Passage:
◇ ◇ ◇ ◇ ◇ ◇ ◇

Consent to hear me as I plead,
That I may, of your joys serene,
Compose a poem that will be
Worthy of serving thee.

I’ll sing of all your happiness,
Entreating ever, nonetheless —
a sinner base —
That my great sins, which I confess,
You will not ponder on, but stress
Only my praise. [1]

Praise for women cannot make up for men’s pervasively professed sins.  Women’s needs aren’t being met.  Happy wife, happy life.  Men, like a woodpecker dazed after a hard day’s work, can barely perceive where to fly.  Men need to ask for directions.  The medieval French social-scientific treatise Les Quinze joyes de mariage (The 15 Joys of Marriage) provides directions.[2]  That work is even more important today than it was for medieval men.

◇ ◇ ◇ ◇ ◇ ◇ ◇

Given data:
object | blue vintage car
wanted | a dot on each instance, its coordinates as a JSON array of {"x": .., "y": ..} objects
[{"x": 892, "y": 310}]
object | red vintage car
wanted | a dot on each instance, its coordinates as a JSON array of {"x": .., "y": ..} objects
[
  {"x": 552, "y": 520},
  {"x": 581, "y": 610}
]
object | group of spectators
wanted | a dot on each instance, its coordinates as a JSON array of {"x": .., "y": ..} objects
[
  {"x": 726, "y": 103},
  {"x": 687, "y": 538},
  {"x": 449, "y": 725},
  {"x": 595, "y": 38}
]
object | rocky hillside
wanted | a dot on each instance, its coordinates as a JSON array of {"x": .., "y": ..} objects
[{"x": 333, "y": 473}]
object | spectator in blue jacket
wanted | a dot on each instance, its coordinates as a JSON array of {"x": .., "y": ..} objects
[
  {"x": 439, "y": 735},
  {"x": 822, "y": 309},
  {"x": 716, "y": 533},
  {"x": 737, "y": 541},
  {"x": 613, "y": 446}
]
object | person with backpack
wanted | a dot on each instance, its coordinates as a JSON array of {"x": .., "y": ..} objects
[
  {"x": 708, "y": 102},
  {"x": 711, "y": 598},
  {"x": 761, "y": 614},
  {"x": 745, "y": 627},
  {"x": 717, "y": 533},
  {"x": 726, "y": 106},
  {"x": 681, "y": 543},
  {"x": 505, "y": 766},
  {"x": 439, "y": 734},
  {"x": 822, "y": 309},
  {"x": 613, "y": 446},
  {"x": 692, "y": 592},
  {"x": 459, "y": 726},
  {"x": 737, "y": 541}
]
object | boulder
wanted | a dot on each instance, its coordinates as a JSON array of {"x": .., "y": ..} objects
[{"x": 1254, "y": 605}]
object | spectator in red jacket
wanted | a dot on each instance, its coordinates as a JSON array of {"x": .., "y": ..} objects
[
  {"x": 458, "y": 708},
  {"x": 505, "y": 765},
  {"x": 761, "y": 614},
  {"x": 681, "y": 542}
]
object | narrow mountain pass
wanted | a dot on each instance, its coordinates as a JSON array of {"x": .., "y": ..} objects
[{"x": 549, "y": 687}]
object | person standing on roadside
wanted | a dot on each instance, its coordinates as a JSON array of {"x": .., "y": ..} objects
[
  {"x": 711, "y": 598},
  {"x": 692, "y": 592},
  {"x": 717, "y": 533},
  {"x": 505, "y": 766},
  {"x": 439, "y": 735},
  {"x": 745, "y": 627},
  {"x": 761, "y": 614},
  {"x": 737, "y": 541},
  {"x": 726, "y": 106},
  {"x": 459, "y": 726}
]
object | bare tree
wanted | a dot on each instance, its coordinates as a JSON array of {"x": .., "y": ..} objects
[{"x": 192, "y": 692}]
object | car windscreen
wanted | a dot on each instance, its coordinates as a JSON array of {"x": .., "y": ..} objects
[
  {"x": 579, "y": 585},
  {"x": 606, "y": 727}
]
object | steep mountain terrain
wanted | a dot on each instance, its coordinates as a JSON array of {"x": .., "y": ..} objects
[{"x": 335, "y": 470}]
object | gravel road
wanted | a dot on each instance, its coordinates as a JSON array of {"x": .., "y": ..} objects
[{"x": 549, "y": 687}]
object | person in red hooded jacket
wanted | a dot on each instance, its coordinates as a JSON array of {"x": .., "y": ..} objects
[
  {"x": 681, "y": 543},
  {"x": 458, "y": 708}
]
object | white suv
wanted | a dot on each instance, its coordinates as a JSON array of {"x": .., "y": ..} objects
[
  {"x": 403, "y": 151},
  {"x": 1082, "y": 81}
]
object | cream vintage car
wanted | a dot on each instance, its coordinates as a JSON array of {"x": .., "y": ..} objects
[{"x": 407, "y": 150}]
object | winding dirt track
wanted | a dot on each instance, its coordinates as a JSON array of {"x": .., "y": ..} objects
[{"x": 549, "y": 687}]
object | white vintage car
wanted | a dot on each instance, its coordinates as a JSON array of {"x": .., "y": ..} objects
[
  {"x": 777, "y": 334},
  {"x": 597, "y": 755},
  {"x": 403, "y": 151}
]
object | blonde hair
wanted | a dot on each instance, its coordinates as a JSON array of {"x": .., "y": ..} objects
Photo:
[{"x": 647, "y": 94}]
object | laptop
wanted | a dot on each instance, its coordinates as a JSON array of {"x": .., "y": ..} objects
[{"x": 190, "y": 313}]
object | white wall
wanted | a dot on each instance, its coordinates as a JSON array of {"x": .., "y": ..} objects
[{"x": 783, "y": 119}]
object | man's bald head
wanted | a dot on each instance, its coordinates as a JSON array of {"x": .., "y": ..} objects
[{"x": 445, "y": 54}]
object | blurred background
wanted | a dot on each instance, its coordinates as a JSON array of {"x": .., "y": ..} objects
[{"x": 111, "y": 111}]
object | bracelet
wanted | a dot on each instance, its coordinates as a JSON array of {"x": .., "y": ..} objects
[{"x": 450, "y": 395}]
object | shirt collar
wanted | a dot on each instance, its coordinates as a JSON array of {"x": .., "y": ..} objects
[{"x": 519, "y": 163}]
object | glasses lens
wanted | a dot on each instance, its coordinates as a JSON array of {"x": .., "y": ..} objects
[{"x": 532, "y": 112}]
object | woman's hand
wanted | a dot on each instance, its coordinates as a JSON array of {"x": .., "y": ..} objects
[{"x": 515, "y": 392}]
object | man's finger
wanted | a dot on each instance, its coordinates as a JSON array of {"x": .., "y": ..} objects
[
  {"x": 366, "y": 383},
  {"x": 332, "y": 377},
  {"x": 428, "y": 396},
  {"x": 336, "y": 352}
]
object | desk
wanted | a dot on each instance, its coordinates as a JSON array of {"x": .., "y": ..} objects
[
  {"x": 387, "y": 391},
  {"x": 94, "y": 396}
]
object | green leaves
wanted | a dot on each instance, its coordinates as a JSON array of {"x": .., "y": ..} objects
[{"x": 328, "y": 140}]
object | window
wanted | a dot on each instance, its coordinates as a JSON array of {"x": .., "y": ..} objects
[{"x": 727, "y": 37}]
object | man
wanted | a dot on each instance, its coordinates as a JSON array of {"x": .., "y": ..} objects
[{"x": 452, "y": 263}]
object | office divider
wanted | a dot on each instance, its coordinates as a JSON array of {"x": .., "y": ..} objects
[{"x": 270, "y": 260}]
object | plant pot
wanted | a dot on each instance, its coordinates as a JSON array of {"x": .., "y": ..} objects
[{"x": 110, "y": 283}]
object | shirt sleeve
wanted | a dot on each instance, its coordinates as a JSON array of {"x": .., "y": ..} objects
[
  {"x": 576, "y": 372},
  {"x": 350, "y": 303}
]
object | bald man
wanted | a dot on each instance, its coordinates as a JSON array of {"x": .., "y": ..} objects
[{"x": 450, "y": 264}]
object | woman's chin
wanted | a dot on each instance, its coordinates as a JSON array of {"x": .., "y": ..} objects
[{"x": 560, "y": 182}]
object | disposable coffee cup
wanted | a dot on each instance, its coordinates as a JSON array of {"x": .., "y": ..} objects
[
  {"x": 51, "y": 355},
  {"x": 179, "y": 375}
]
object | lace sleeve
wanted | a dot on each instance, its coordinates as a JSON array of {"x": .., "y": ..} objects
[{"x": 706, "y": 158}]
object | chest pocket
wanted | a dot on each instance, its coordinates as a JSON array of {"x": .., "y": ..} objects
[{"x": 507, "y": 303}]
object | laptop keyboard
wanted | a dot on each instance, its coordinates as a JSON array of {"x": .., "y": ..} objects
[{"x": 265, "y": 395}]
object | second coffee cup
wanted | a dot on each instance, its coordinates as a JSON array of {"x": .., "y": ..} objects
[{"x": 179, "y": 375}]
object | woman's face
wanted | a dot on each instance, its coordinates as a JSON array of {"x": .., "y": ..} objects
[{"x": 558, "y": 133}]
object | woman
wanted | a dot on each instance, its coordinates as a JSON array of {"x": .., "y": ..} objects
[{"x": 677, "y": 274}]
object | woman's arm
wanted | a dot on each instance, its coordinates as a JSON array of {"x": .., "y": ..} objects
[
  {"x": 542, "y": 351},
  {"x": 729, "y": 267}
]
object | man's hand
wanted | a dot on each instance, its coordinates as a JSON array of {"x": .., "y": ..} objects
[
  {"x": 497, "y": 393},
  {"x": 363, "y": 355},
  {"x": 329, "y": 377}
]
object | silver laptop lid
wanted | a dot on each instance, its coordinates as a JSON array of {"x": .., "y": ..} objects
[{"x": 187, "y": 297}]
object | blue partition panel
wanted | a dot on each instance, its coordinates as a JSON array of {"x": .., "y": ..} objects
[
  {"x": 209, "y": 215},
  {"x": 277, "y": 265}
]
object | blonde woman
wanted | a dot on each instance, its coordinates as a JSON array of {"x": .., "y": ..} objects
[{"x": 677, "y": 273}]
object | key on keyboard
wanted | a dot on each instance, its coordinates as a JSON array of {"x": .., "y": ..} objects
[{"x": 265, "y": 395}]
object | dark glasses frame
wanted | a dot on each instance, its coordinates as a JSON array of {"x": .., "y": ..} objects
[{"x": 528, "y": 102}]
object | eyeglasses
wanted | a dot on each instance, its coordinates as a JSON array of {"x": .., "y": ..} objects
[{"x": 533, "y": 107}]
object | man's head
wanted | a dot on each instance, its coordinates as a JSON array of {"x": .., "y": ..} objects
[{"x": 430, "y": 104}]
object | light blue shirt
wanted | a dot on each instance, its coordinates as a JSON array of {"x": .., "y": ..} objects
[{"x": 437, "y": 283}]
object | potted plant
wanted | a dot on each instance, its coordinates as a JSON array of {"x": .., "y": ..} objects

◇ ◇ ◇ ◇ ◇ ◇ ◇

Task set:
1. Reproduce the passage word for word, starting with "Consent to hear" and going on through "for medieval men.".
2. In the prose paragraph that follows the poem in the passage, which sentences contain the word "men," "Men," or "men's"? List each one in full.
3. According to the passage, what is the English title of Les Quinze joyes de mariage?

Answers by item number:
1.
Consent to hear me as I plead,
That I may, of your joys serene,
Compose a poem that will be
Worthy of serving thee.

I’ll sing of all your happiness,
Entreating ever, nonetheless —
a sinner base —
That my great sins, which I confess,
You will not ponder on, but stress
Only my praise. [1]

Praise for women cannot make up for men’s pervasively professed sins.  Women’s needs aren’t being met.  Happy wife, happy life.  Men, like a woodpecker dazed after a hard day’s work, can barely perceive where to fly.  Men need to ask for directions.  The medieval French social-scientific treatise Les Quinze joyes de mariage (The 15 Joys of Marriage) provides directions.[2]  That work is even more important today than it was for medieval men.

2.
Praise for women cannot make up for men’s pervasively professed sins.
Men, like a woodpecker dazed after a hard day’s work, can barely perceive where to fly.
Men need to ask for directions.
That work is even more important today than it was for medieval men.

3. The 15 Joys of Marriage